(EXERCISE DESCRIPTION)
From the line with "Q. Indicate one" through the final line of the entries below, write out each line exactly and nothing else.

Dataset entries
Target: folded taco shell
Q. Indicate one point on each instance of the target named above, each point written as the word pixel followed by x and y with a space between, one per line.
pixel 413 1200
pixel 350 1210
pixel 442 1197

(TASK SOLUTION)
Q. Indicate one point on each instance of the target named above, each point written as the word pixel followed by x and y with a space between, one per line.
pixel 413 1200
pixel 350 1210
pixel 442 1197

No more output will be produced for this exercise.